[DOCUMENT EXCERPT — start]

LLM Engineer Interview: Tokenization, BPE, SentencePiece, and Token Counting in Production

Question 1

What is tokenization in LLMs?

Accepted Answer

Tokenization is the process of converting raw text into tokens, the discrete units that the model processes. Tokens are usually subword units, not full words or characters. The tokenizer assigns each token a numeric ID from a fixed vocabulary, typically containing 30 thousand to 200 thousand entries. Every input must be tokenized before the model can process it.

Question 2

What is Byte Pair Encoding (BPE)?

Accepted Answer

Byte Pair Encoding is a tokenization algorithm that starts with individual bytes and iteratively merges the most frequent adjacent pairs to form new tokens. The result is a vocabulary that captures common subwords as single tokens and breaks rare words into multiple pieces. BPE is used by GPT models, Llama, and most modern LLMs because it handles any input text, including unknown words.

Question 3

What is the difference between BPE, WordPiece, and SentencePiece?

Accepted Answer

BPE merges the most frequent adjacent token pairs. WordPiece, used by BERT, merges based on likelihood improvement to a language model rather than raw frequency. SentencePiece is a tokenizer framework from Google that operates on raw text without pre-tokenization, treating spaces as regular characters. Llama uses SentencePiece with BPE; GPT uses tiktoken which is also BPE-based.

Question 4

Why does tokenization matter for cost and latency?

Accepted Answer

Tokenization directly affects both cost and latency because LLM APIs charge by token and inference time scales with token count. A poorly tokenized prompt can use two or three times as many tokens as a well-formatted one. Languages other than English often tokenize less efficiently, which is why Chinese or Arabic prompts tend to cost more per character than English prompts.

Question 5

What is a context window?

Accepted Answer

The context window is the maximum number of tokens an LLM can process in a single forward pass, including both the input prompt and the generated output. As of 2026, frontier models support context windows from 128 thousand up to several million tokens. Larger contexts enable longer conversations and document processing but cost more in compute and memory.

Question 6

What is the lost in the middle problem?

Accepted Answer

Lost in the middle is the observation that LLMs often pay less attention to information placed in the middle of a long context compared to the beginning or end. This means that even models with large context windows do not use them uniformly. For RAG applications, this affects how you order retrieved chunks, often placing the most important content at the start or end.

[DOCUMENT EXCERPT — finish]
[SOURCE INFORMATION — start]

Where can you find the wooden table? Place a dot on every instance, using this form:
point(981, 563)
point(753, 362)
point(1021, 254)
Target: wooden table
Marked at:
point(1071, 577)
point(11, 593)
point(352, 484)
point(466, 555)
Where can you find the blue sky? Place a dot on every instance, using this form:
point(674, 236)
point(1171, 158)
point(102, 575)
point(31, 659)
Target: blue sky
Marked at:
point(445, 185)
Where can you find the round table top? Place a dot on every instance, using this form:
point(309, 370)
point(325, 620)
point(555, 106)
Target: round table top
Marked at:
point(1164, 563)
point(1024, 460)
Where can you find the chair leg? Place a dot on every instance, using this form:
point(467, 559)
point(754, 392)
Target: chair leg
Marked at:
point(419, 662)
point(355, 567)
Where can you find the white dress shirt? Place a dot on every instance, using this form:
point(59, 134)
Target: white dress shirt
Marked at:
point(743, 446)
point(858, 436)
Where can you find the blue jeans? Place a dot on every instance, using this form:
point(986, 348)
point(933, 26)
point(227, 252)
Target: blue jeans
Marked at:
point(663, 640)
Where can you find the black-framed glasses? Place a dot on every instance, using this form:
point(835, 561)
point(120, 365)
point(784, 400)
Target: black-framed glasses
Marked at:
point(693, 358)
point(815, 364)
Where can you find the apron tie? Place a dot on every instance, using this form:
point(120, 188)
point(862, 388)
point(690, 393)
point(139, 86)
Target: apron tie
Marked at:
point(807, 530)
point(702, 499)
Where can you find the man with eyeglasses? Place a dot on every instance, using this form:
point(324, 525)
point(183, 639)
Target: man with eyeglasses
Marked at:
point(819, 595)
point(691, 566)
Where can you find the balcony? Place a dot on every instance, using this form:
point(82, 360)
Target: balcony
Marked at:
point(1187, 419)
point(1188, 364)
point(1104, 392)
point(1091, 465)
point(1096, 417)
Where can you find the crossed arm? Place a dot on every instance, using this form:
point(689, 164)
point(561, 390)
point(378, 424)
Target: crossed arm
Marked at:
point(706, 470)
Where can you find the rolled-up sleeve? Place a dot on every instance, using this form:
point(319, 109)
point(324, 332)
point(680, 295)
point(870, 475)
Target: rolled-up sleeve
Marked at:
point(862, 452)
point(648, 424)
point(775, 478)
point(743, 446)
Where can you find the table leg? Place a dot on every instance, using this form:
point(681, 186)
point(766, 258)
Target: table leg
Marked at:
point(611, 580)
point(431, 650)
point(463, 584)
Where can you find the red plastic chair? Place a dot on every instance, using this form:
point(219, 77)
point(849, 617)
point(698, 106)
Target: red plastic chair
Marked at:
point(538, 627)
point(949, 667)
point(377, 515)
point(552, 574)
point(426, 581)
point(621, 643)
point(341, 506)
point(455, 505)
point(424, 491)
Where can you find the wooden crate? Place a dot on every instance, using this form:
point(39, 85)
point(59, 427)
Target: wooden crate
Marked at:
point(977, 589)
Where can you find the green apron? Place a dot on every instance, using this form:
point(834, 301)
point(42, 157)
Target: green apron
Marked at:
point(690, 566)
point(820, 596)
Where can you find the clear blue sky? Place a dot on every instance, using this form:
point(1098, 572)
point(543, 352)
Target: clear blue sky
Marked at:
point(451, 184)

[SOURCE INFORMATION — finish]
[SOURCE INFORMATION — start]

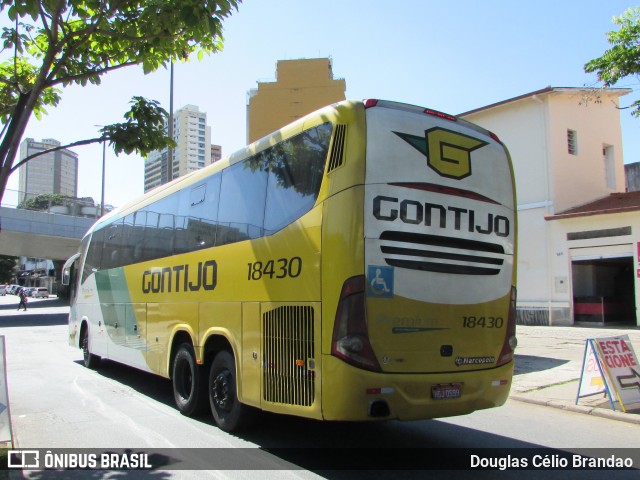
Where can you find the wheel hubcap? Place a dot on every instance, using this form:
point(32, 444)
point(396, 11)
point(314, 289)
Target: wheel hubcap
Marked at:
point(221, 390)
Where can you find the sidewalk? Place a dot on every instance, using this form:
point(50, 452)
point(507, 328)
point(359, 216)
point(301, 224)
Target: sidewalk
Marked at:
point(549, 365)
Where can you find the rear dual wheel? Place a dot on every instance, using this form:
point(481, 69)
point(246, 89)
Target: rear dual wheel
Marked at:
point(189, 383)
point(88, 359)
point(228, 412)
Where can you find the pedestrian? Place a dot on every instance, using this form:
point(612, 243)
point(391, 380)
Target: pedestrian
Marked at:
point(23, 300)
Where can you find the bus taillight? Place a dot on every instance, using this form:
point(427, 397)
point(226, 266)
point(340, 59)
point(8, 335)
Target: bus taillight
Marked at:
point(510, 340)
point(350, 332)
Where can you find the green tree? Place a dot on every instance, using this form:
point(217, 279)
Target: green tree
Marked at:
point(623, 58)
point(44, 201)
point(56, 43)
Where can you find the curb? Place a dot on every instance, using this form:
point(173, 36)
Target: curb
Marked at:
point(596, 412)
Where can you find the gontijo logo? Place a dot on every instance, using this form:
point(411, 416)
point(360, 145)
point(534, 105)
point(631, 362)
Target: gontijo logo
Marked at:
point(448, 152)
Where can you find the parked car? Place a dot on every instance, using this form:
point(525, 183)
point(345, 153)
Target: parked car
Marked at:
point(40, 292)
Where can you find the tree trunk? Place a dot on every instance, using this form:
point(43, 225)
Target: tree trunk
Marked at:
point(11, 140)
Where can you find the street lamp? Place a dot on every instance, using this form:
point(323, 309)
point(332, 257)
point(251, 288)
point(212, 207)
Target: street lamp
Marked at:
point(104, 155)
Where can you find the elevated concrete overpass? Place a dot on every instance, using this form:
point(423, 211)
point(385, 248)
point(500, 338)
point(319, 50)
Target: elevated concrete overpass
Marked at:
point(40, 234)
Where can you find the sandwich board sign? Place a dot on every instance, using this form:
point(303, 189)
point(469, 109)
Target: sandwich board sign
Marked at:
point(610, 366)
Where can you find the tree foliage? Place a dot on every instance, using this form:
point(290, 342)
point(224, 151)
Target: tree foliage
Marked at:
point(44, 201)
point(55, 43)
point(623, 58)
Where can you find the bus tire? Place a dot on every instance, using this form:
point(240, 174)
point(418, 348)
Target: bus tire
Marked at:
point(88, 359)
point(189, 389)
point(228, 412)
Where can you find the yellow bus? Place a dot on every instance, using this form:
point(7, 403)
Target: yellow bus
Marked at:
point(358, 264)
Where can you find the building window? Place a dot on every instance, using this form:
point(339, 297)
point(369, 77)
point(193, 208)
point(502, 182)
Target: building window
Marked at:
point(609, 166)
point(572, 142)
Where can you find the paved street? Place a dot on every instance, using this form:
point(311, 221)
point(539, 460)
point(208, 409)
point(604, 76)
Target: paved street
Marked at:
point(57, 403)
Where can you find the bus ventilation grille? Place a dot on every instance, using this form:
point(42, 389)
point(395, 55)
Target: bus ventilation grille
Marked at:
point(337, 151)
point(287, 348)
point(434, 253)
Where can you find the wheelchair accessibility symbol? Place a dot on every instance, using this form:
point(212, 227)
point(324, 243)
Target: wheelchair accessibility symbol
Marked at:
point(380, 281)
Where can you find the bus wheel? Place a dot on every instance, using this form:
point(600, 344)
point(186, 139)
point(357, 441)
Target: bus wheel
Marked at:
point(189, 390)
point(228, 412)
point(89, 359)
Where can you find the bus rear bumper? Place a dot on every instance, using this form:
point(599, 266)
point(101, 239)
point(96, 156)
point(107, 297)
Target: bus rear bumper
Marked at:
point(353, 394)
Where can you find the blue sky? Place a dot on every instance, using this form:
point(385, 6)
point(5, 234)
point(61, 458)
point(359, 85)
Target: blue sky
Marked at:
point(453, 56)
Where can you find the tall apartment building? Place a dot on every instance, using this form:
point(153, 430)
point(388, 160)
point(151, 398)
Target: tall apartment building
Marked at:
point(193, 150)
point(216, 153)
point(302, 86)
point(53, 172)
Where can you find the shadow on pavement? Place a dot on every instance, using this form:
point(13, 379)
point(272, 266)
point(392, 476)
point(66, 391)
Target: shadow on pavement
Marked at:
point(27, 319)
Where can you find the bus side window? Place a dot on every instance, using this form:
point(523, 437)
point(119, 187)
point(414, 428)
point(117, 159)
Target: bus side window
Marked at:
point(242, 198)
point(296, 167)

[SOURCE INFORMATION — finish]

EXERCISE: Name every language model or model family that the tokenization interview text mentions.

ANSWER BOX: GPT, Llama, BERT